▶ _Source_

The show manager’s role is critical to the success of a show. The show manager should have a good working knowledge of all of the show rules, especially the ones pertaining to the show committee roles. The electronic version of the show rules can be found at https://cfa.org/wp-content/uploads/2019/07/19-20show-rules.pdf.
A good show manager will have all the details buttoned up before the show but be prepared for anything that might cause an issue during the show. With experience and hands-on attention, most things can be resolved before they become actual issues, and everyone will think things went along just perfectly. I have seen some wonderful show managers across CFA, but there are always new ones that do not know what they do not know. In working with many of them, some did not know there is a “show manager” section in the show rules. Those show rules should be at hand before and during each show.
Prior to the Show (at least 6 months out)
Download and Read the Current Year’s CFA Show Rules
1. Rules change every year. You should have a good working knowledge of them.
2. New rules will always have a vertical line on the left side of them.
3. Available on the CFA website at https://cfa.org/wp-content/ uploads/2019/07/19-20show-rules.pdf.
4. Show rules detail the specifics of each job (manager, secretary, entry clerk, etc.). There are things to do and not to do! The main ones to know by heart are: Show rules 2.30, 7.01, Article IX, 9.03 – 9.14, 10.12 – 10.22, 10.24 – 10.28, 11.03 – 11.06, 11.16, 12.06, Article XIII, Article XVI – Article XVIII, Article XIX, 35.03, 35.05
a. It is up to the show manager to make certain everyone does their jobs according to the rules.
b. If rules are violated and people protest, CFA will address it with the show manager first, and then the club.

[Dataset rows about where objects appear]
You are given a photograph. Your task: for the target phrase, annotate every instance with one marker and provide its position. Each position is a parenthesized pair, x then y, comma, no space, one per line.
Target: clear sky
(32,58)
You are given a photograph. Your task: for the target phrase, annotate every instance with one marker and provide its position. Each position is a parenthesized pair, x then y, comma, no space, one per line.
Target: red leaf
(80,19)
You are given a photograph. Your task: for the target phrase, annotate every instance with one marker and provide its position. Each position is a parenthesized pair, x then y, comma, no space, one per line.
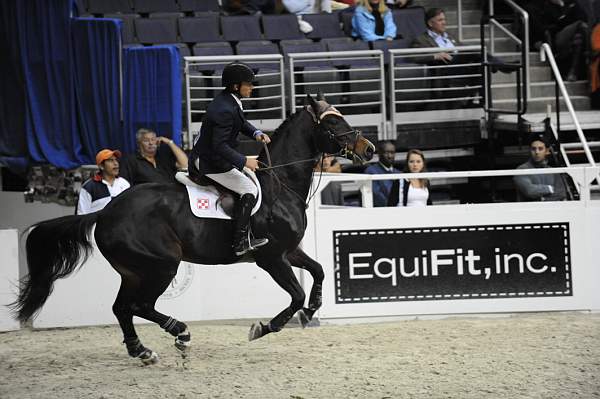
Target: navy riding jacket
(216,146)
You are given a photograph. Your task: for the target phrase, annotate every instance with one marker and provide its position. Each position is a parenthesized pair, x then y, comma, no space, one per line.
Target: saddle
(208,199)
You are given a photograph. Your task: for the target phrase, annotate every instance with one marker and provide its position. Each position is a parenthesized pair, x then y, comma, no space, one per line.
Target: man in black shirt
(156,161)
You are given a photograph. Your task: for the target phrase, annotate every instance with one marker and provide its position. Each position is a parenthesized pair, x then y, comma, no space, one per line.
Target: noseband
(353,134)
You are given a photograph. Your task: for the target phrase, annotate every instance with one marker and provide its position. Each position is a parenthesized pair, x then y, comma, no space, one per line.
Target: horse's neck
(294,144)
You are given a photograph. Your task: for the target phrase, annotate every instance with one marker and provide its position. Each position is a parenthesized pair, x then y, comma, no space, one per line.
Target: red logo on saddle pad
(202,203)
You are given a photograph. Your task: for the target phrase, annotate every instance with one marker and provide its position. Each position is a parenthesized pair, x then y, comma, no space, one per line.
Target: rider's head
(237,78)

▶ _Goal 1_
Answer these questions about the text on show managers:
(a) How far ahead of the show does the preparation section say to start?
(b) What marks new rules in the show rules?
(c) If rules are violated and people protest, whom does CFA address first?
▶ _Goal 2_
Print the part of the show manager text that begins at the words "Prior to the" and stops after "side of them.".
▶ _Goal 3_
Proceed with the text on the show manager's role, picking up after its last sentence.

▶ _Reply 1_
(a) At least 6 months out.
(b) A vertical line on the left side of them.
(c) The show manager.

▶ _Reply 2_
Prior to the Show (at least 6 months out)
Download and Read the Current Year’s CFA Show Rules
1. Rules change every year. You should have a good working knowledge of them.
2. New rules will always have a vertical line on the left side of them.

▶ _Reply 3_
Set Your Budget
1. Be realistic
2. Maximize income
a. Look at various revenue streams: gate, CFA sponsorships, local sponsorships, vendor fees
b. Decide on gate prices. Many clubs are still asking $5 or so, which is what it was 30 years ago. Today’s young people (our target audience) expect to pay $8-12 for entertainment. If we do not charge enough, they will assume it is nothing but a few cats being judged (as some have told me, like watching paint dry). Try to make your shows entertaining so they can have fun at the show. Matinée prices for mainstream movies will tell you what your pricing should be.
c. Decide on entry fees that will assure you can break even without any gate. Our venues and costs have all gone up.
3. Minimize expenses
a. Explore less expensive alternatives, if necessary
ii. Catalog: print black-and-white and condensed version
iii. Decorations can be expensive – or not
iv. Cage service or rentals
v. Labor cost if hiring outside labor
vi. Some show halls require security, engineering staff, maintenance staff, and other jobs
vii. Costs for draping, ring dividers (pipe and drape), tables, etc., could be additional
4. Many long running shows are now finding that costs have eroded their income and increased their expenses. Please take the time to do another analysis, because things continue to change.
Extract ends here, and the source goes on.